__DESAFIOS__.
- 1) Transcreva literalmente, da notícia sobre Rodrigo Maia, tudo desde "Inclusive, já declarou" até "necessários para aprová-la.".
- 2) Responda, com base na notícia sobre Rodrigo Maia:
(a) A que partido pertence Rodrigo Maia?
(b) A qual jornal Maia deu entrevista?
(c) Em que cidade Bolsonaro disse estar "disposto a conversar" com Maia?
- 3) Dê continuidade à notícia sobre Rodrigo Maia a partir da última frase apresentada.
---------- DOCUMENTO DE ORIGEM ----------
Até então aliado na agenda do presidente Jair Bolsonaro (PSL), o deputado federal Rodrigo Maia (DEM) dá sinais de que pode deixar as trincheiras do governo. Após fogo amigo com ministros e, principalmente, com Carlos Bolsonaro, vereador no Rio de Janeiro e filho do mandatário da nação, o presidente da Câmara mostra insatisfação para batalhar pela aprovação de propostas do executivo na Casa.
Inclusive, já declarou a interlocutores seu afastamento da articulação pela principal bandeira do Planalto no momento: a reforma da Previdência. Em entrevista ao jornal O Globo, Maia disse que vai continuar defendendo a reforma, mas que só vai colocar em pauta quando Bolsonaro tiver os votos necessários para aprová-la.
— Vou pautar (a reforma) quando o presidente disser que tem votos para votar. A responsabilidade do diálogo com os deputados daqui para frente passa a ser do governo. É ele que vai negociar com os deputados. A reforma da Previdência continua sendo a minha prioridade, mas essa responsabilidade de articular com os deputados para construir uma base sólida é do presidente da República, não do presidente da Câmara. Ele tem que articular diretamente, chamar os presidentes dos partidos, as bancadas, ou chamar e ver no que dá — disse Maia.
Em Santiago do Chile, Bolsonaro disse que está "disposto a conversar" com Maia.
---------- LINHAS DE DADOS ----------
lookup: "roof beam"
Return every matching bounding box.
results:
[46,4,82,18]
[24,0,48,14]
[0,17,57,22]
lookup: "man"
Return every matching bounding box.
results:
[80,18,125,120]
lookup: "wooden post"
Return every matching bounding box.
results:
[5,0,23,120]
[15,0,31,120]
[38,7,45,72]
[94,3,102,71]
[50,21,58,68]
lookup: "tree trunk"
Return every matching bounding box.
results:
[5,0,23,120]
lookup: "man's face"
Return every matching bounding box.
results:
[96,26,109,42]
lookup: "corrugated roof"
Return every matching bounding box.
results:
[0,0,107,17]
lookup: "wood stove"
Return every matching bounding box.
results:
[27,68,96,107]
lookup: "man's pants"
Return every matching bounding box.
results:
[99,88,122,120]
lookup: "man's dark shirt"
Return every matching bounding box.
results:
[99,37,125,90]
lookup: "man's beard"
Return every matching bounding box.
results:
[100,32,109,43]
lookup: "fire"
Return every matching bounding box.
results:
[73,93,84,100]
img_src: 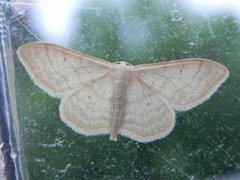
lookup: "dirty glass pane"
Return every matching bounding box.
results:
[7,0,240,179]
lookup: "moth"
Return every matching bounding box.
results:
[17,42,229,142]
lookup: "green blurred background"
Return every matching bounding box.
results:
[11,0,240,180]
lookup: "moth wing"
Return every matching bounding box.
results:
[17,42,112,98]
[135,58,228,111]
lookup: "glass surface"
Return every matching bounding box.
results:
[7,0,240,179]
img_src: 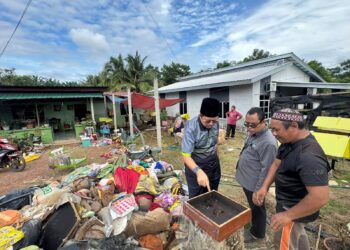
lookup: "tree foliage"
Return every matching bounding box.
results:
[161,62,191,85]
[0,68,79,87]
[308,60,333,82]
[239,49,272,63]
[216,60,236,69]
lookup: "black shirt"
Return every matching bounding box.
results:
[275,134,329,222]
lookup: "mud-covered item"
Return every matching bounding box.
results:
[0,226,24,249]
[183,191,251,241]
[40,202,80,249]
[80,199,102,213]
[0,187,36,211]
[73,177,91,192]
[59,234,139,250]
[135,175,160,195]
[135,194,153,212]
[33,182,70,206]
[97,181,115,207]
[114,167,140,194]
[110,194,138,218]
[139,234,164,250]
[125,208,171,237]
[13,220,42,250]
[74,217,106,240]
[0,209,22,227]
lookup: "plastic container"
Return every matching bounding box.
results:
[82,138,91,148]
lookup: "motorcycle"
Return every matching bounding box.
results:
[0,138,26,172]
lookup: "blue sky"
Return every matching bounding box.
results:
[0,0,350,81]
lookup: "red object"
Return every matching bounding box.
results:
[114,167,140,194]
[149,202,163,211]
[122,93,183,110]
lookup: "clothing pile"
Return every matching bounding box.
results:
[0,149,188,249]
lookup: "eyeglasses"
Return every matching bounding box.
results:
[244,122,261,128]
[201,116,219,124]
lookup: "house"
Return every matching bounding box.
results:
[0,86,115,143]
[158,53,349,127]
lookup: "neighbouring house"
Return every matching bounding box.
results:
[0,86,113,143]
[158,53,350,125]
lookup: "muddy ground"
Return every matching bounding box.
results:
[0,130,350,249]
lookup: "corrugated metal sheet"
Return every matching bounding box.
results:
[0,92,103,100]
[159,65,286,93]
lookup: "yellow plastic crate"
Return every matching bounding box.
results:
[313,116,350,133]
[312,132,350,159]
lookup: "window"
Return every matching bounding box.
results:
[219,102,230,118]
[120,103,128,115]
[209,87,230,118]
[179,91,187,115]
[259,95,270,118]
[180,102,187,115]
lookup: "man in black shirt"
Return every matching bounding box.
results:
[253,109,329,250]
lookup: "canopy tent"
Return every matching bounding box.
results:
[121,93,183,110]
[107,96,127,103]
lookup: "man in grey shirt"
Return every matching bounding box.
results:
[236,107,277,242]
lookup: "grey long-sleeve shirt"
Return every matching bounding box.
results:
[236,129,277,192]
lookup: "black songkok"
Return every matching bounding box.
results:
[200,97,220,117]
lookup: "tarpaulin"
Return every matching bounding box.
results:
[122,93,183,110]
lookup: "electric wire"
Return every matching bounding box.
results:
[141,1,176,59]
[0,0,32,58]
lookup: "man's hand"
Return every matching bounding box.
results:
[253,187,267,206]
[270,211,292,232]
[197,169,210,191]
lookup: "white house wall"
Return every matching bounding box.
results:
[187,89,209,118]
[271,65,310,82]
[229,84,253,123]
[165,92,180,117]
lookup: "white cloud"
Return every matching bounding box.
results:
[226,0,350,66]
[0,0,350,80]
[69,29,109,53]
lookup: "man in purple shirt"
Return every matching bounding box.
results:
----------
__RESULTADOS FINAIS__.
- 1)
Inclusive, já declarou a interlocutores seu afastamento da articulação pela principal bandeira do Planalto no momento: a reforma da Previdência. Em entrevista ao jornal O Globo, Maia disse que vai continuar defendendo a reforma, mas que só vai colocar em pauta quando Bolsonaro tiver os votos necessários para aprová-la.

- 2)
(a) DEM.
(b) O Globo.
(c) Santiago do Chile.

- 3)
— Queria saber o motivo pelo qual o Rodrigo Maia está saindo, estou aberto a diálogo, qual o motivo? Eu não dei motivo para ele sair — afirmou Bolsonaro, que está em Santiago, no Chile.
Questionado sobre como tentaria convencê-lo a voltar, o presidente comparou a relação com o líder da Câmara a um namoro.
— Só conversando. Você nunca teve uma namorada? E quando ela quis ir embora o que você fez para ela voltar, não conversou? Estou à disposição para conversar com o Rodrigo Maia, sem problema nenhum.
Fogo cruzado com Carlos Bolsonaro e Sergio Moro
O gatilho mais recente para a insatisfação do democrata foi o disparo de tuítes do herdeiro "zero dois" no clã bolsonariano. Carlos foi às redes sociais defender Sergio Moro, com quem Maia vinha travando pequenos embates desde o início da semana. Isso porque o ministro da Justiça e Segurança veio a público cobrar celeridade no andamento de seu pacote anticrime na Câmara, o que Maia considera uma barricada para o andamento da reforma da Previdência.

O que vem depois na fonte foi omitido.